Work order A » In the quarterly results summary, retype the part that opens with the words containing "Dividends  $1.2 billion  $3.5" and closes with "lower realised prices.".
Work order B » List every section heading that follows "Q2 2020 FINANCIAL PERFORMANCE DRIVERS" in the quarterly results summary, leaving out the repeated heading "OUTLOOK FOR Q3 2020".

Passage »
'''

1 Income/(loss) attributable to shareholders. See reconciliation of Alternative performance (non-GAAP) measures on 

  Q2 2020  Q1 2020  Q2 2019   
ROACE  5.3%  6.1%  8.2% 
  • Gearing increase includes 2.8% impact from impairments and pension remeasurement.
  • Net debt increase includes additional leases of $0.8 billion.
  • Gearing and Net debt impacted by negative working capital movements of $4.0 billion.
 
Dividends  $1.2 billion  $3.5 billion  $3.8 billion 
Gearing  32.7%  28.9%  27.6% 
Net debt  $77.8 billion  $74.4 billion  $74.9 billion 






Q2 2020 FINANCIAL PERFORMANCE DRIVERS

INTEGRATED GAS AND NEW ENERGIES
  • COVID-19 pandemic-related demand decline led to lower LNG and gas-to-liquids revenues, mostly due to lower realised prices.
  • LNG trading and optimisation results marginally below average.
  • Additional well write-offs and deferred tax charges had a negative impact of $0.6 billion on Adjusted earnings, but no cash impact.
 
 OUTLOOK FOR Q3 2020

Production: 820 - 880 thousand boe/d. Liquefaction: 7.6 - 8.2 million tonnes. Due to price lag in oil-linked LNG term contracts, the impact of low oil prices is expected to become more significant in the third quarter. 


UPSTREAM
  • Weak macroeconomic environment driving lower Upstream Adjusted earnings.
  • Despite strong Upstream operational performance, production 7% lower compared with Q2 2019 due to divestments and OPEC+ curtailments.
  • Upstream sales volumes up due to timing of liftings mainly in Brazil.
 
 OUTLOOK FOR Q3 2020

Production: 2,100 - 2,400 thousand boe/d.
Outlook reflects expected OPEC+ and economic curtailments for entire quarter. 


OIL PRODUCTS
  • Earnings underpinned by very strong crude and oil products trading and optimisation as well as lower opex spend.
  • Lower Oil Products and Marketing sales volumes when compared with Q2 2019 due to weak macro and COVID-19, some recovery in June.
  • Oil Products sales volumes ~39% lower. Largest declines in Aviation, Retail and Refining & Trading.
 
 OUTLOOK FOR Q3 2020

Sales volumes: 4,000 - 5,000 thousand b/d.
Refinery utilisation: 68% - 76%. 


CHEMICALS
  • Chemicals downcycle conditions compounded by COVID-19 driving overall lower volumes and margins.
  • Most end market segments negatively impacted but increased demand primarily in cleaning and disinfectant products.
  • Lower operating expenses compared with Q2 2019 due to structural improvements and maintenance scheduling.
 
 OUTLOOK FOR Q3 2020

Sales volumes: 3,600 - 3,900 thousand tonnes.
Manufacturing plant utilisation: 78% - 88%. 


CORPORATE
  • Gearing increased in Q2 by 3.8%. Impairments represent 2.1% and pension remeasurement 0.7%.
  • Net debt increased in Q2 by $3.4 billion to $77.8 billion.
  • Long-term debt issuance in Q2 of $9.1 billion equivalent. Shell also signed a new $12 billion revolving credit facility in April 2020.

'''

Record extracts »
'''

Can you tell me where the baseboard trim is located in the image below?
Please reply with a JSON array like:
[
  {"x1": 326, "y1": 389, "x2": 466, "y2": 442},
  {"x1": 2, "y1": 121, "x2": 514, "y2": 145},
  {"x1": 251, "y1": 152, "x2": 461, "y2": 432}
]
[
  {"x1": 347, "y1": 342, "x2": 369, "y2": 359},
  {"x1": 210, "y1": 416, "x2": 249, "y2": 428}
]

'''

Written reply A »
Dividends  $1.2 billion  $3.5 billion  $3.8 billion 
Gearing  32.7%  28.9%  27.6% 
Net debt  $77.8 billion  $74.4 billion  $74.9 billion 






Q2 2020 FINANCIAL PERFORMANCE DRIVERS

INTEGRATED GAS AND NEW ENERGIES
  • COVID-19 pandemic-related demand decline led to lower LNG and gas-to-liquids revenues, mostly due to lower realised prices.

Written reply B »
INTEGRATED GAS AND NEW ENERGIES
UPSTREAM
OIL PRODUCTS
CHEMICALS
CORPORATE